What the exercise asks: Repeat every record below exactly as written.

Dataset excerpts:

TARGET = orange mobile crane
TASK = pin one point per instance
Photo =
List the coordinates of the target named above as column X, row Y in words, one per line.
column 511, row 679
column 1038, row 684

Task output:
TARGET = orange mobile crane
TASK = pin one point per instance
Photo =
List the coordinates of the target named above as column X, row Y in words, one per line.
column 511, row 679
column 1038, row 684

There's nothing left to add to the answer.